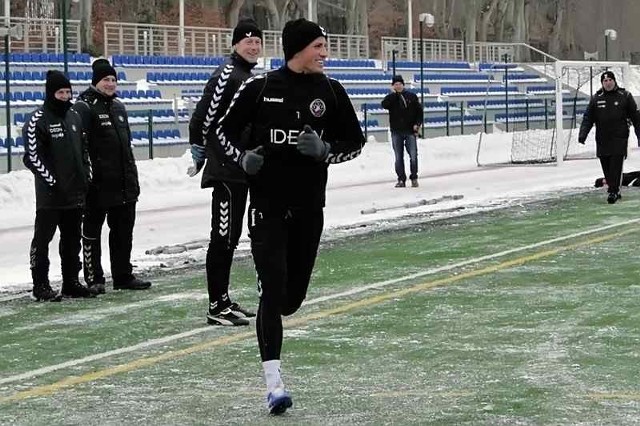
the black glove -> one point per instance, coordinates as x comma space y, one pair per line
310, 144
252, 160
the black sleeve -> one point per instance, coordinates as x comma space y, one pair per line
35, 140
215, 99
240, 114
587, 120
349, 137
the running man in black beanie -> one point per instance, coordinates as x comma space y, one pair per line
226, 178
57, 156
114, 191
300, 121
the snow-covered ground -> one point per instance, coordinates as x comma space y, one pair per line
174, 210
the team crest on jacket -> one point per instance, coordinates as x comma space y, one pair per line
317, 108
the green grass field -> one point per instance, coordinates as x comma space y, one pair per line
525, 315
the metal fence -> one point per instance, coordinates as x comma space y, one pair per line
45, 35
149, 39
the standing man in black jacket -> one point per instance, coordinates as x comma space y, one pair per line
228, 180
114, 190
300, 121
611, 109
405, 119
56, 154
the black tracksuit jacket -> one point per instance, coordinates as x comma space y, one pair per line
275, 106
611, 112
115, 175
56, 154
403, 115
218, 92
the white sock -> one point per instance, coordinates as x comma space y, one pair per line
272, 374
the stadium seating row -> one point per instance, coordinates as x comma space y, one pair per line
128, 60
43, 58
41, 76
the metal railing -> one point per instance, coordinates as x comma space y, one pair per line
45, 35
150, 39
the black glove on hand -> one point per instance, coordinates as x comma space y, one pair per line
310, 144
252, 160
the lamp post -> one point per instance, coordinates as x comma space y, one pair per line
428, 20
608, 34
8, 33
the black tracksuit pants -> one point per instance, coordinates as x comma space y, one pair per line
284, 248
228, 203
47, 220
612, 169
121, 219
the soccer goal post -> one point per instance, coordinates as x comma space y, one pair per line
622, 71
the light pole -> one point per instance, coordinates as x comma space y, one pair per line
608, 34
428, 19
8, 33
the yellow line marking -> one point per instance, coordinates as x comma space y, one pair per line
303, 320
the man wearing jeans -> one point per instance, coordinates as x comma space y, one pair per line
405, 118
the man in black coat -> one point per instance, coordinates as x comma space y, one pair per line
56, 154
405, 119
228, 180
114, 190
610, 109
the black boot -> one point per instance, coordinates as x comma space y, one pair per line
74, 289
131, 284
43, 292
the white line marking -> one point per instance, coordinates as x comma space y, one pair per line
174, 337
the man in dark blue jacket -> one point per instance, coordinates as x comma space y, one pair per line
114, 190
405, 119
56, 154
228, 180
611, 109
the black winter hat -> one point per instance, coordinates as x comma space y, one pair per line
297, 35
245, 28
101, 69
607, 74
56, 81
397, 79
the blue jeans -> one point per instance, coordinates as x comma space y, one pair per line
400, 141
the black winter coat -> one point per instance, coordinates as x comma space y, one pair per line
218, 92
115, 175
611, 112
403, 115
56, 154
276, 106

+===+

The task >> Copy all of the data above word for word, line by line, but leave out the pictures.

Answer >>
the black glove -> one point per instance, coordinates as x comma space y, one pair per line
310, 144
252, 160
the black sleeve -> one point per instance, coordinates as x comma space y, one pair per line
35, 140
215, 99
240, 114
587, 120
349, 137
the running man in black beanie -> one point per instance, coordinates as x comma space y, one pair per line
226, 178
57, 156
114, 191
300, 121
the snow-covered ground -> one point per instance, coordinates as x comma space y, one pair per line
174, 210
the team crest on jacket -> one point per instance, coordinates as x comma space y, one pair per line
317, 108
the green grass field -> one point per instance, coordinates as x comma space y, one pair per line
525, 315
the metal fence -> one point per instance, coordinates as x comma space y, one pair per line
45, 35
149, 39
the standing man in black jacket -> one point per instance, coordinates as x comma space y, one pair per line
228, 180
114, 190
300, 121
611, 109
405, 119
56, 154
the black tracksuit jacket -> one point per instance, coordinates as x comma space y, one pair per line
275, 106
611, 112
115, 175
56, 154
403, 115
218, 92
the white sock -> one point per instance, coordinates as x comma space y, one pair per line
272, 374
the stadium seating row -> one point per instance, coordinates as x comma space y, one pair per line
128, 60
43, 58
41, 76
the metal railing -> one point per instance, coordinates as x comma space y, one pair per line
45, 35
150, 39
the black glove on hand -> one point per instance, coordinates as x comma space y, one pair per line
310, 144
252, 160
the lamp post -> one point per instance, coordinates as x comma space y, one pair per line
428, 20
608, 34
8, 33
the black tracksuit pants -> one point per instance, coordinates as x comma space y, one pair per line
284, 248
228, 203
47, 220
612, 169
121, 219
the soccer goal post -> one point per instance, coordinates as x comma space y, one pair per line
622, 71
the light pole -> one point per instance, coordinates as x comma space y, one pair per line
608, 34
428, 19
8, 33
the yellow line marking -> one point per instance, coordinates as x comma space y, one pair per line
303, 320
the man wearing jeans -> one point per instance, coordinates as x comma space y, one pair per line
405, 118
the man in black coat -> one point per instance, coordinates as x comma space y, one pair per line
56, 154
405, 119
228, 180
114, 190
610, 109
the black boot -> one point per instance, coordinates as x comma space y, one pair per line
74, 289
131, 284
43, 292
the white line marking -> one point per instance, coordinates as x comma space y, one pair per line
174, 337
the man in dark blue jacket -> one point per instance, coordinates as x comma space y, one pair per line
114, 190
405, 119
56, 154
228, 180
611, 109
the black winter hat -> one point per instance, coordinates as x comma space y, one pair per line
297, 35
245, 28
101, 69
607, 74
56, 81
397, 79
the blue jeans -> one point per instance, coordinates as x comma space y, one pair per line
400, 141
the black winter coat -> one point per instance, coordinates as x comma space y, one pair per line
218, 92
115, 175
611, 112
403, 115
56, 154
276, 106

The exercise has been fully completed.